■ 題目 1
將所附文段中以「舉一個大家比較熟悉的例子」開頭的段落改寫成條列形式,保留其主要事實。
■ 題目 2
根據所附文段回答下列問題:
(a) 拍攝這些影片的導演往往在拍攝地一待多久?
(b) 《大河唱》的製作團隊持續拍攝了多少天?
(c) 拍攝者與拍攝對象之間始終保持著怎樣的視角?

值得一提的是,拍攝這些影片的導演,往往在拍攝地一呆就是幾年、十幾年,正如朱靖江在試圖解釋民族誌紀錄片與其他紀錄片的區別時,有一個角度是,民族誌紀錄片往往更側重於深入的,長期的對某一地方或某一群體的文化進行比較深度的記錄。

舉一個大家比較熟悉的例子——去年在院線上映過的《大河唱》,製作團隊在甘肅、寧夏等偏僻的村鎮,持續拍攝七百多天,在朱靖江看來,這部影片也是迄今為止,在中國院線紀錄片當中,“最為自覺遵循人類學影像創作方法和文化價值觀的一部”。

“在拍攝者與拍攝對象之間,始終保持著平等的視角,影片中的每個人物都有著不可剝奪的尊嚴。”

■ 提取資料
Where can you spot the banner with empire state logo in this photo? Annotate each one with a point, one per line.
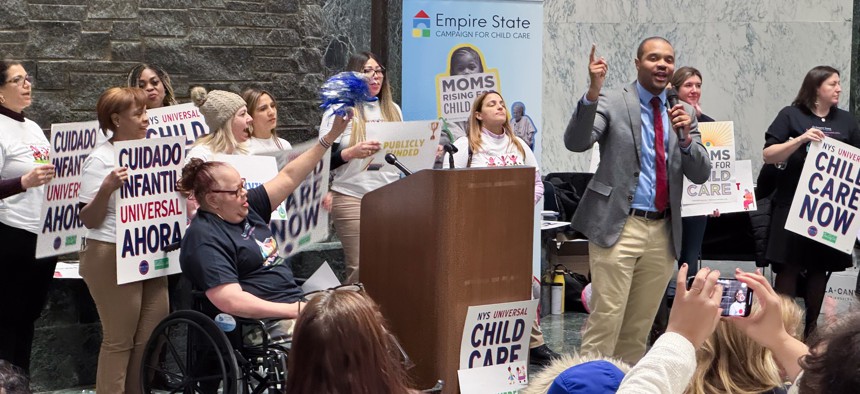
(455, 50)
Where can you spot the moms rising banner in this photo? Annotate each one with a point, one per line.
(455, 50)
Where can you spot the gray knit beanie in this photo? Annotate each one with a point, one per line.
(217, 107)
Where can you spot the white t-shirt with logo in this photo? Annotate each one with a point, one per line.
(264, 145)
(351, 178)
(96, 167)
(23, 146)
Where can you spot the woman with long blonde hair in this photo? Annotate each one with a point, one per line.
(341, 344)
(351, 181)
(730, 362)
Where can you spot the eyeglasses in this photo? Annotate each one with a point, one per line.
(357, 287)
(370, 72)
(405, 360)
(19, 80)
(237, 192)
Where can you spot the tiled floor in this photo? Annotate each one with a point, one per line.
(563, 333)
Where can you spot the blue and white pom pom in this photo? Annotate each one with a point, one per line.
(345, 90)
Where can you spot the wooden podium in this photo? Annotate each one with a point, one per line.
(439, 241)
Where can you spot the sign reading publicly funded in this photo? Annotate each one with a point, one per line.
(62, 229)
(150, 212)
(454, 50)
(719, 140)
(183, 120)
(414, 144)
(494, 348)
(827, 199)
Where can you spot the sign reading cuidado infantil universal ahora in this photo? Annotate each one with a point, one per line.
(827, 199)
(150, 212)
(494, 347)
(62, 229)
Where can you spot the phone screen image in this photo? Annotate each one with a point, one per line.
(736, 299)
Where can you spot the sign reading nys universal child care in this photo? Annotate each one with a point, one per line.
(454, 50)
(827, 199)
(495, 344)
(301, 220)
(719, 140)
(183, 120)
(414, 144)
(62, 229)
(150, 212)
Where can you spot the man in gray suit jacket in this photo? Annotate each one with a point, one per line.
(631, 209)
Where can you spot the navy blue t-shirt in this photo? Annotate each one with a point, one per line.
(215, 252)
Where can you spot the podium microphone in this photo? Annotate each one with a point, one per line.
(451, 149)
(672, 100)
(391, 159)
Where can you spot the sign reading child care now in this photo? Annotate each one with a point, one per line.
(150, 212)
(827, 199)
(61, 229)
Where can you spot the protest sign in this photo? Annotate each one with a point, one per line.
(496, 334)
(414, 143)
(719, 141)
(825, 204)
(150, 212)
(743, 189)
(62, 229)
(182, 120)
(495, 342)
(300, 220)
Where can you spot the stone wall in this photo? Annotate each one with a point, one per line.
(75, 49)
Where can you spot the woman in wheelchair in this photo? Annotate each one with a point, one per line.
(342, 344)
(228, 251)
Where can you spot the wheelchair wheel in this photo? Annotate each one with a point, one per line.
(187, 353)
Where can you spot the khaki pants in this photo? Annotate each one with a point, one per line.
(128, 313)
(346, 215)
(628, 282)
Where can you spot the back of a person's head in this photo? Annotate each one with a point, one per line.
(341, 345)
(833, 363)
(731, 362)
(13, 380)
(576, 373)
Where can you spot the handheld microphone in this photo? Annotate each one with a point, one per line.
(391, 159)
(451, 149)
(672, 100)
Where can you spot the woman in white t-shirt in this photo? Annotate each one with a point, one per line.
(351, 180)
(25, 166)
(228, 121)
(128, 312)
(490, 141)
(264, 110)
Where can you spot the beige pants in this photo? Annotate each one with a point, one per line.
(128, 313)
(628, 282)
(346, 215)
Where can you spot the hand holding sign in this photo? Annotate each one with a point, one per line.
(812, 134)
(38, 176)
(115, 179)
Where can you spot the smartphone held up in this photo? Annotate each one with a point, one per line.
(736, 299)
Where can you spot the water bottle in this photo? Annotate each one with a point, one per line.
(557, 304)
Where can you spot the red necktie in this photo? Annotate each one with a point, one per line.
(661, 197)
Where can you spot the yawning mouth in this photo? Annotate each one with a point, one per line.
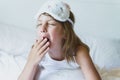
(47, 39)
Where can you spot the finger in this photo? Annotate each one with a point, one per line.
(37, 42)
(41, 44)
(44, 52)
(41, 50)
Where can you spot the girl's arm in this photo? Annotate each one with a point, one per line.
(37, 52)
(84, 60)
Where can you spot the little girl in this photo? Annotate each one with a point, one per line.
(57, 46)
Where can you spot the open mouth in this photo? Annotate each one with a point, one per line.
(47, 39)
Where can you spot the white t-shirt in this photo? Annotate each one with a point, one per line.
(50, 65)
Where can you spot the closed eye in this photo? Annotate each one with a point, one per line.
(38, 25)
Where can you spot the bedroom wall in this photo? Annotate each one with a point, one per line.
(93, 17)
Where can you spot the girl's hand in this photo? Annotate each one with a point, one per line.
(39, 49)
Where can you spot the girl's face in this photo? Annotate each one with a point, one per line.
(52, 30)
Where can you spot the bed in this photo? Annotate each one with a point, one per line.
(15, 43)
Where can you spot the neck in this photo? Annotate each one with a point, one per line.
(56, 55)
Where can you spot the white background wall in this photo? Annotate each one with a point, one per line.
(93, 17)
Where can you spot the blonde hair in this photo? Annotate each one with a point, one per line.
(72, 41)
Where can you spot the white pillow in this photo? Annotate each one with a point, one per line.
(15, 40)
(104, 52)
(68, 74)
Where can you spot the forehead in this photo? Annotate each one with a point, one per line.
(44, 17)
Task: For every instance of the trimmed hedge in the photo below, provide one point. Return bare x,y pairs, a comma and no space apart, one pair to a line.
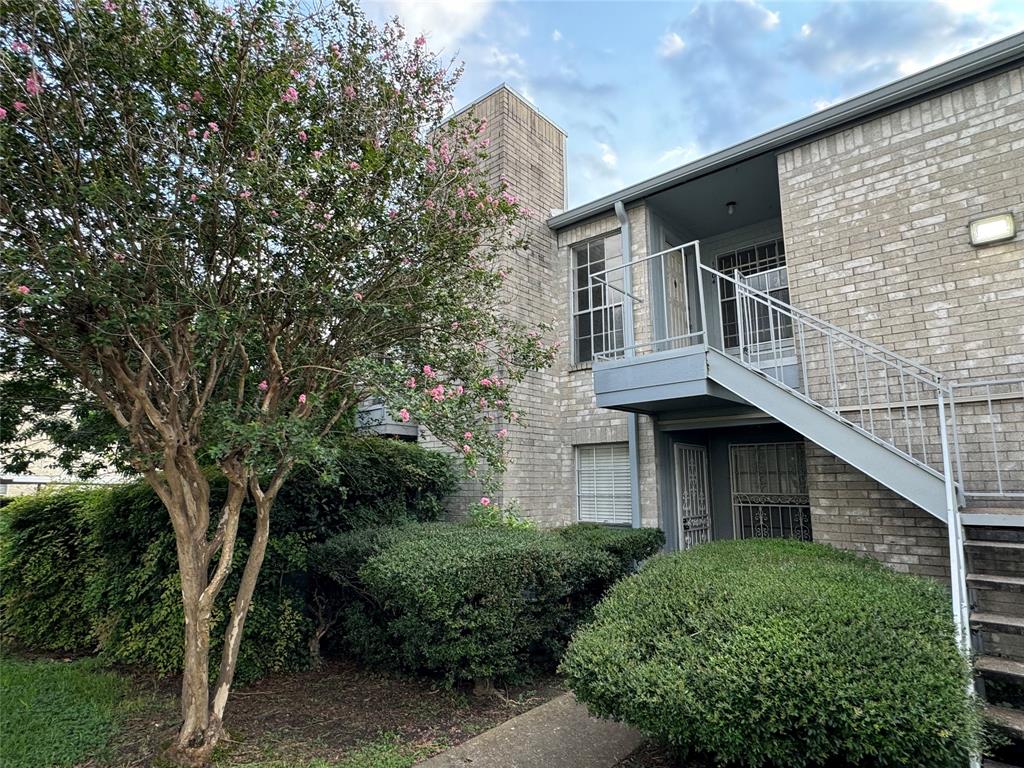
470,603
87,569
777,652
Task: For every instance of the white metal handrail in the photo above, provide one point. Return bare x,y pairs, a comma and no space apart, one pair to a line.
836,370
995,467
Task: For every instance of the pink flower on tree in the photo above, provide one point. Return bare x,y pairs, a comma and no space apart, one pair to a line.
32,84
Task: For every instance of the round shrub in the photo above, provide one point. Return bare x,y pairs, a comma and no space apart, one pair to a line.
778,652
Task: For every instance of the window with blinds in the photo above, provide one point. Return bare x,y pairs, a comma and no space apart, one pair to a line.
603,483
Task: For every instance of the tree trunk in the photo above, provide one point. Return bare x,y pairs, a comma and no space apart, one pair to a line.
232,637
188,508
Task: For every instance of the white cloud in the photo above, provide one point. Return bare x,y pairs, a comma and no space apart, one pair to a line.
608,158
670,45
444,23
677,156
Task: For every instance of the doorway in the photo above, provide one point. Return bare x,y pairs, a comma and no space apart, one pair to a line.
692,495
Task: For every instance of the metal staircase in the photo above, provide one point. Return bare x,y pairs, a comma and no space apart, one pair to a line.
897,422
956,451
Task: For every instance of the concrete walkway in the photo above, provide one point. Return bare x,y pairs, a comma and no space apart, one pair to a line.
557,734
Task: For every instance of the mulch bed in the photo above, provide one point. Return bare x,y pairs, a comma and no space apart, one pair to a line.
325,714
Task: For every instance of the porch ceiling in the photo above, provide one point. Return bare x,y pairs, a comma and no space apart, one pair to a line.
698,206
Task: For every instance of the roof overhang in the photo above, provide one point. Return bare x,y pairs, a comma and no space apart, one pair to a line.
978,64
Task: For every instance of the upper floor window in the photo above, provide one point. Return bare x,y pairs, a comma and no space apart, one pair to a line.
763,267
597,297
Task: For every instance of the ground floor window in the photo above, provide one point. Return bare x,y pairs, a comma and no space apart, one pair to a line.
769,491
603,493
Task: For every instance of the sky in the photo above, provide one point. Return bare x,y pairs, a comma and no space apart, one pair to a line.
643,87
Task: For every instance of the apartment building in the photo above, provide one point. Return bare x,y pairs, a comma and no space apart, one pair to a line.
815,334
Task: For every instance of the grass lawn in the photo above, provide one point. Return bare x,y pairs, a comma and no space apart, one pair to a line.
57,713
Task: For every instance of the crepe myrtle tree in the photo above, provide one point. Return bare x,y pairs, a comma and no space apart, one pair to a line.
228,225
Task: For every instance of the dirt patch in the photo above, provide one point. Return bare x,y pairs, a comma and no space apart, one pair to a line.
325,714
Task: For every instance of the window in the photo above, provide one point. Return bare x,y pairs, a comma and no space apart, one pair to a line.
767,262
603,483
769,491
597,303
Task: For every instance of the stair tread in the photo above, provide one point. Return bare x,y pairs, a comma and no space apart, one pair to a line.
996,579
1012,719
983,616
999,666
993,545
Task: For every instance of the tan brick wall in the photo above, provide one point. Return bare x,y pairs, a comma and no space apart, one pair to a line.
876,223
557,404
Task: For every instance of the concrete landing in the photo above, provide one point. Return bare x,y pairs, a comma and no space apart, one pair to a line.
558,733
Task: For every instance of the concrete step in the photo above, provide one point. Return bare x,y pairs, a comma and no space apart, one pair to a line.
999,666
1012,720
993,516
997,621
995,582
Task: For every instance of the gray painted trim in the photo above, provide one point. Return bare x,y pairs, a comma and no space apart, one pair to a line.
1003,53
632,423
1008,520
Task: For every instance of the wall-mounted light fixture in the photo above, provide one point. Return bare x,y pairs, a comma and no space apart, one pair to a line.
992,229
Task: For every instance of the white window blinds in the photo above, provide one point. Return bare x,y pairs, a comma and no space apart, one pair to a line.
603,483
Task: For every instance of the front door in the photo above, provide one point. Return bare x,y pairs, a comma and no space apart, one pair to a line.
692,495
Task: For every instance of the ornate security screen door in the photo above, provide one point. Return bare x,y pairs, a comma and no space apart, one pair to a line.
692,495
769,491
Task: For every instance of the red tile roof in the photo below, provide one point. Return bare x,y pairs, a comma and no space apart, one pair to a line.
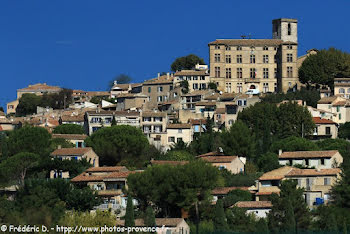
308,154
318,120
71,151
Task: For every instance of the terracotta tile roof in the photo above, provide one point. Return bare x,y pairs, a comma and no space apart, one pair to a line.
107,169
197,121
40,87
166,162
308,154
253,204
153,114
327,100
205,103
318,120
192,73
226,190
313,172
73,118
276,174
167,222
247,42
177,126
219,159
160,80
71,151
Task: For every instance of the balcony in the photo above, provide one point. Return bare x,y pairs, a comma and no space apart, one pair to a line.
252,80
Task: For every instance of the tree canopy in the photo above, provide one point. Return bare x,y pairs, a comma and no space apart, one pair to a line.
186,63
119,144
321,68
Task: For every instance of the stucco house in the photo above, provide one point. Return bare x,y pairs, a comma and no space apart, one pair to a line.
233,164
259,208
317,159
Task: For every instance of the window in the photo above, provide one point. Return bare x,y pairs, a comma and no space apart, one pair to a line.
171,139
228,87
265,87
290,72
265,58
228,72
228,58
239,58
217,57
239,88
252,58
265,73
327,181
289,29
217,71
252,73
239,73
275,70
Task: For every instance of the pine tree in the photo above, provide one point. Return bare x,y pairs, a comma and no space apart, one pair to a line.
150,220
114,122
220,222
129,214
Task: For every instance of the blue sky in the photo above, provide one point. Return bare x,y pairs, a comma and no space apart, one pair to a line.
85,44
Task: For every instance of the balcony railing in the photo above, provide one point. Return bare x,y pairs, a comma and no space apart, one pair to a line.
252,80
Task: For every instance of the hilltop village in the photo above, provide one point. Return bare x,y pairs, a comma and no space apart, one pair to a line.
243,144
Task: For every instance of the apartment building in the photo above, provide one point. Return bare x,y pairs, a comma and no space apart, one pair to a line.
263,65
94,120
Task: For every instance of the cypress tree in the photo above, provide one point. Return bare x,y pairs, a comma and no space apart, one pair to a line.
150,219
129,214
220,222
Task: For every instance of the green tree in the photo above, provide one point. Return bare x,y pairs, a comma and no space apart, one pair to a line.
129,214
120,79
69,129
150,219
220,222
238,140
16,167
119,143
186,63
28,104
29,139
268,162
323,67
278,216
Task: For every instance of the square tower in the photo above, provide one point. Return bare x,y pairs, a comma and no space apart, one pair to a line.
285,29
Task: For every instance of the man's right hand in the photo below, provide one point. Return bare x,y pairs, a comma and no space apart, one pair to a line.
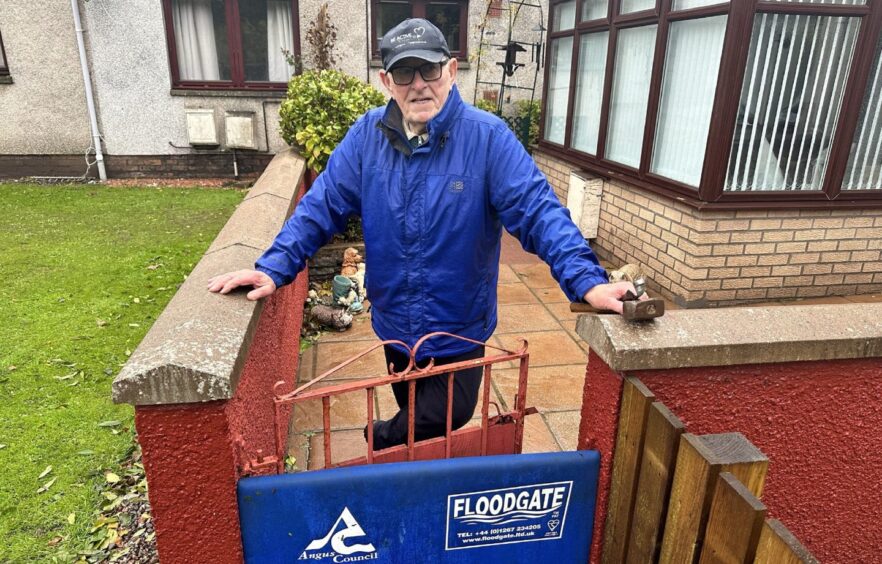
225,283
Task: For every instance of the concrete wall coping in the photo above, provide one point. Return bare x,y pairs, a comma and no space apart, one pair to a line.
732,336
197,348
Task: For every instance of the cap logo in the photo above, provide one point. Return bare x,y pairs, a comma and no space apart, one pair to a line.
415,34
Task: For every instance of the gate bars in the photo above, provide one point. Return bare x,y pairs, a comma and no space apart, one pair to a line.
410,374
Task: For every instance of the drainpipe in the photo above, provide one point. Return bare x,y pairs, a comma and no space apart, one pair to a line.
90,100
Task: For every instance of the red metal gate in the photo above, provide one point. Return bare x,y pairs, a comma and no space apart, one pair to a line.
499,434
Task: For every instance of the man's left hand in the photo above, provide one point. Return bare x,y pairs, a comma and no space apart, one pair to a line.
609,296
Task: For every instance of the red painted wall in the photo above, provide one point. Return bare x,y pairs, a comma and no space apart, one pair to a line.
601,399
820,424
190,451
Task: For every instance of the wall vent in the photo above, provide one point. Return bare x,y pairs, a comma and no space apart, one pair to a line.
201,129
583,201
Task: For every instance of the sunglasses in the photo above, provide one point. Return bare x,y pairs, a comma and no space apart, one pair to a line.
402,76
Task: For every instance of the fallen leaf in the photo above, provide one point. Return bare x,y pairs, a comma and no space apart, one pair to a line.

■ 參考答案 1
- 例子:去年在院線上映的紀錄片《大河唱》
- 拍攝:製作團隊在甘肅、寧夏等偏僻村鎮持續拍攝七百多天
- 評價:朱靖江認為,這是迄今中國院線紀錄片中「最為自覺遵循人類學影像創作方法和文化價值觀的一部」

■ 參考答案 2
(a) 幾年、十幾年。
(b) 七百多天。
(c) 平等的視角。